== EXERCISE MATERIAL ==
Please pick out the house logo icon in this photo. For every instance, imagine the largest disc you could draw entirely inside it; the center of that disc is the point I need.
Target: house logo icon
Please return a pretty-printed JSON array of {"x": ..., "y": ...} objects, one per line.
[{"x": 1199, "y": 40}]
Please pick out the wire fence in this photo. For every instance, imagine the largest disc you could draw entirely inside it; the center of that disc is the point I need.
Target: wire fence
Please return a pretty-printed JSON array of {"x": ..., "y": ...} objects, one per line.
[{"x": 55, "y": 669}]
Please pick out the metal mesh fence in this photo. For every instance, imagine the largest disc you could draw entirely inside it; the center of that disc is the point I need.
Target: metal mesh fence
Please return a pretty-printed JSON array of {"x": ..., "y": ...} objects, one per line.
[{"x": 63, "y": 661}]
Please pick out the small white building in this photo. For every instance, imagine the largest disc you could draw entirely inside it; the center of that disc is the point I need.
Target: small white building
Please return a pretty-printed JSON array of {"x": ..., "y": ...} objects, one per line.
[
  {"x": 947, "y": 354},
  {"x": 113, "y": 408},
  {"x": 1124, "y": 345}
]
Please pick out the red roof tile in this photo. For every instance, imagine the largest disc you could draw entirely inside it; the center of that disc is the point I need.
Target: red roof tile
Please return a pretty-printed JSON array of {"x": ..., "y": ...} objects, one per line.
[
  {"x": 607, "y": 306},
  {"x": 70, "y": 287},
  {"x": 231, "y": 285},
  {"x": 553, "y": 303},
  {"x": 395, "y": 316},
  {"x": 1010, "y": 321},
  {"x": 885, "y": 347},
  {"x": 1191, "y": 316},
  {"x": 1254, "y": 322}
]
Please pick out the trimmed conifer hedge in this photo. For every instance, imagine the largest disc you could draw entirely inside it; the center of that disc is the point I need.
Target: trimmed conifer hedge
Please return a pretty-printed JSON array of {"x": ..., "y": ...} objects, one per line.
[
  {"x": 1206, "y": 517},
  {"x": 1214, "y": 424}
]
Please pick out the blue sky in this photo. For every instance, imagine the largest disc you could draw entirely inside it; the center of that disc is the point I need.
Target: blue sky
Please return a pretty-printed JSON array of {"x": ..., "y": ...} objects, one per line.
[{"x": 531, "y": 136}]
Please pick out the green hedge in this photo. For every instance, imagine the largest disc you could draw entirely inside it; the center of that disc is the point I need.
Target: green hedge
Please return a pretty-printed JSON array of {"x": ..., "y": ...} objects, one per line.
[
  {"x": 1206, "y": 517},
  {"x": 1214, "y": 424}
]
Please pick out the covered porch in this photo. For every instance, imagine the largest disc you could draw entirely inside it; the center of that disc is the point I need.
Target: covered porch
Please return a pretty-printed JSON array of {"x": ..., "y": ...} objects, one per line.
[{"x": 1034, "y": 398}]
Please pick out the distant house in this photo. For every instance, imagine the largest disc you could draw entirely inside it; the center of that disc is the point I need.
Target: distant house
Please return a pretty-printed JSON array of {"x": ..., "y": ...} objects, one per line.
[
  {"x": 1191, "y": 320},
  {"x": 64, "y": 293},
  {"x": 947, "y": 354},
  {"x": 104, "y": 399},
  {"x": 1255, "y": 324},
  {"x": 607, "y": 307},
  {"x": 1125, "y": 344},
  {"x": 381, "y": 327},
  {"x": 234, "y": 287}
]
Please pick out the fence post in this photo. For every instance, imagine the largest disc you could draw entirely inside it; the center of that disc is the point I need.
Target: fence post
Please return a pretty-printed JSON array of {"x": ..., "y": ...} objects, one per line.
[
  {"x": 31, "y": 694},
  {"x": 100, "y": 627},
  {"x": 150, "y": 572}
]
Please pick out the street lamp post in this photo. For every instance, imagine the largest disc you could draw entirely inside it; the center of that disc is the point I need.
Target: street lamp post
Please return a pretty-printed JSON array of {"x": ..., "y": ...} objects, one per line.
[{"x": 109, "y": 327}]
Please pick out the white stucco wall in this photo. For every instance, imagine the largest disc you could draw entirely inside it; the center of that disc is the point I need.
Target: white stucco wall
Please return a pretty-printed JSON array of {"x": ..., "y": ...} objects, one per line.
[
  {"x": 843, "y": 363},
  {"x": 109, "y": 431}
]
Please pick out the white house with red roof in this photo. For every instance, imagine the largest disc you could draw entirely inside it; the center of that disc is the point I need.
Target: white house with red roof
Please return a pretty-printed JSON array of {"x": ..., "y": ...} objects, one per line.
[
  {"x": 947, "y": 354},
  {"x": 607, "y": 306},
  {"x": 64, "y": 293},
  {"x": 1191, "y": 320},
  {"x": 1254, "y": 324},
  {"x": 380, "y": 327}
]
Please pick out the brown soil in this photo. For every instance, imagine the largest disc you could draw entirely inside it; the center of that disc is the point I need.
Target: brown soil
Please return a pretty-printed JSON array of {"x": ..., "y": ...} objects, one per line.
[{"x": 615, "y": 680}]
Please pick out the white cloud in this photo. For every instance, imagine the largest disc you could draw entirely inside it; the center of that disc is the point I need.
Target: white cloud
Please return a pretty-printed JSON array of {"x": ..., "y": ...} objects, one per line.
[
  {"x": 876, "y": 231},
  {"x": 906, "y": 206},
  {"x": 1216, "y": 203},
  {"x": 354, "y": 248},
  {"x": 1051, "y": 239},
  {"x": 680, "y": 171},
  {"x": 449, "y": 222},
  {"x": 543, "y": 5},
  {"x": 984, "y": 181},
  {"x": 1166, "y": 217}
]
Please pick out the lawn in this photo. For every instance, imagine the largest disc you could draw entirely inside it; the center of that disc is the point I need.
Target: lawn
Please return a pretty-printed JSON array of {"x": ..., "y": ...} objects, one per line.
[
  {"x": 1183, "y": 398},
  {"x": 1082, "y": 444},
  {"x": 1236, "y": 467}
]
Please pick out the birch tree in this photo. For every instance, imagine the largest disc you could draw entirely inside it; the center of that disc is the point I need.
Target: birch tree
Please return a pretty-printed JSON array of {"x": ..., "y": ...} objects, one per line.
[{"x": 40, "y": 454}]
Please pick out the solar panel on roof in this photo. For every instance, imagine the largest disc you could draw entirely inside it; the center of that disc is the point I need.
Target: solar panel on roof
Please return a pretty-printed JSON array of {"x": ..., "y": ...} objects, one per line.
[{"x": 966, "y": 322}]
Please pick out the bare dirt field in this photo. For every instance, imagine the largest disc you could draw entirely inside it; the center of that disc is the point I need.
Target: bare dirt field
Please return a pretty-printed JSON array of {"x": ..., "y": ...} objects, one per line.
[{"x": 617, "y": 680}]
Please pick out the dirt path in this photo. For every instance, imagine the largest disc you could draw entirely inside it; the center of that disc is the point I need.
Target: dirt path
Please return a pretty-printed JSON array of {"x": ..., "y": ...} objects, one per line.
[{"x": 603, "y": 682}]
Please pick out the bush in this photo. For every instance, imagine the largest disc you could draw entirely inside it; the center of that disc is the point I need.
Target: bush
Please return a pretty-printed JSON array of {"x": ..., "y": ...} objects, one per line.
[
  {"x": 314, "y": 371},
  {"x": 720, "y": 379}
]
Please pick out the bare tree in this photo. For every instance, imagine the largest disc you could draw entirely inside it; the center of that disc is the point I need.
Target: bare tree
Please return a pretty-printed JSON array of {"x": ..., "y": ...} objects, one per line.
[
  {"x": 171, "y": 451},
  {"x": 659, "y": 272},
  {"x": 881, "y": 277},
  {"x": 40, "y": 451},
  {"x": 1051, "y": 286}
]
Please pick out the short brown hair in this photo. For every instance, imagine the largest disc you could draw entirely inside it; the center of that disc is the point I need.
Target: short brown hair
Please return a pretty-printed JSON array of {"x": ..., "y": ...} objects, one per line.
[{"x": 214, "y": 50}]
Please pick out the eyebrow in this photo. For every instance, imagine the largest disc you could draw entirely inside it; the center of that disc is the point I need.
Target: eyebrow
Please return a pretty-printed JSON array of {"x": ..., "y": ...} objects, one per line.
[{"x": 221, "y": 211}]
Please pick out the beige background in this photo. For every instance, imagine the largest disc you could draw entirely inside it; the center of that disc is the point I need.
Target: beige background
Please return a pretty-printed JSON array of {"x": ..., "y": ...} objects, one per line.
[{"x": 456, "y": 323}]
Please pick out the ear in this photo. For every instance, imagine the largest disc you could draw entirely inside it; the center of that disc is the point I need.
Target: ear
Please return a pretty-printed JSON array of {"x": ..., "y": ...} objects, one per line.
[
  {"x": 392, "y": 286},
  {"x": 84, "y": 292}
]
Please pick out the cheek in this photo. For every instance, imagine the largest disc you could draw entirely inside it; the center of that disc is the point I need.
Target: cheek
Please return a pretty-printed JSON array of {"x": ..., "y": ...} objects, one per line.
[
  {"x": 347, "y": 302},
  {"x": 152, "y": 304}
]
===
> _WHAT THE TASK ASKS_:
Arrange the lines of the records starting at the one containing "Please pick out the bare dirt" and ending at the one containing "Target: bare dirt field" as a JSON list of strings, one string per line, leaving out blank lines.

> _ANSWER TO THIS EXERCISE_:
[
  "Please pick out the bare dirt field in this photo. For every instance, imagine the largest disc you could draw entirely inside it; the center of that disc is the point I need.",
  "Target: bare dirt field"
]